■ **INSTRUCTIONS**
1. In the post on silent-era lantern slides, between which years did the famous feline star in short cartoons?
2. Set down the stretch of the post on silent-era lantern slides from "(Roughly) Daily" through "customization by hand.".
3. Resume the post on silent-era lantern slides from the point where it stops.

(Roughly) Daily

Posts Tagged ‘Matisse

“Coming soon!”*…

 

The tag line explains the concept of this 1918 movie, which was an anthology of clips from the films Chaplin made for the Essanay Film Manufacturing Company.

(R)D has explored the history of movie trailers.  Now, from the remarkable Rebecca Onion, a look at their pre-history…

In the silent film era, these colorized lantern slides were the equivalent of previews or trailers, alerting the audience to the theater’s upcoming schedule. Blank spaces in the slide’s design allowed for a small degree of customization by hand.

Films tended to be short by modern standards, so audiences would watch them in batches, rather than seeing one at a time as we do today. Film scholar Lisa Kernan writes that these magic lantern slides were “projected between features, much like today’s slides of local restaurant advertising and movie trivia quizzes.”

The famous feline, who starred in multiple short cartoons between 1919 and the early 1930s, had a reusable slide that could be repurposed when new installments came out.

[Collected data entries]
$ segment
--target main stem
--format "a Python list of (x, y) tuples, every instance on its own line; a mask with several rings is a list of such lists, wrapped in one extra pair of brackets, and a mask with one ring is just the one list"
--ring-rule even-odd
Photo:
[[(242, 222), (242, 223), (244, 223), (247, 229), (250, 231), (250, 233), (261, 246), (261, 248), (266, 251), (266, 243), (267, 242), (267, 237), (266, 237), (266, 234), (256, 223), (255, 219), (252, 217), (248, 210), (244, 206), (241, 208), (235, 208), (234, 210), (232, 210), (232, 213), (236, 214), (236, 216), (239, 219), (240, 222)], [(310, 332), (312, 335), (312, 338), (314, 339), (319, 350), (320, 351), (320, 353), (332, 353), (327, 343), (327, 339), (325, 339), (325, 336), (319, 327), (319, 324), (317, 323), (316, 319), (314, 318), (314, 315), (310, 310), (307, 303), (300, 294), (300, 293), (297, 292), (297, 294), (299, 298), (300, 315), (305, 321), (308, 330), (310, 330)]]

■ **ANSWERS PROVIDED**
1. Between 1919 and the early 1930s.

2.
(Roughly) Daily

Posts Tagged ‘Matisse

“Coming soon!”*…

 

The tag line explains the concept of this 1918 movie, which was an anthology of clips from the films Chaplin made for the Essanay Film Manufacturing Company.

(R)D has explored the history of movie trailers.  Now, from the remarkable Rebecca Onion, a look at their pre-history…

In the silent film era, these colorized lantern slides were the equivalent of previews or trailers, alerting the audience to the theater’s upcoming schedule. Blank spaces in the slide’s design allowed for a small degree of customization by hand.

3.
Even at the time the slides were in common use, Kernan writes, some theaters experimented with showing short bits of film to advertise coming attractions. By the 1920s, a company called National Screen Service was making trailers for major studio films using moving footage; by the 1930s, studios began to make their own, much more sophisticated preview trailers.

These lantern images were collected by W. Ward Marsh, a movie critic for theCleveland Plain Dealer from 1919 until his death in 1971. The Cleveland Public Library holds Marsh’s movie memorabilia and has digitized almost 700 examples of these slides…

A 1919 version of the L.M. Montgomery novel, starring prolific child actress Mary Miles Minter, was the first of many such adaptations for the big and small screens.

Read and see more at “The Lantern Slides That Advertised Coming Attractions in the Silent Film Era.”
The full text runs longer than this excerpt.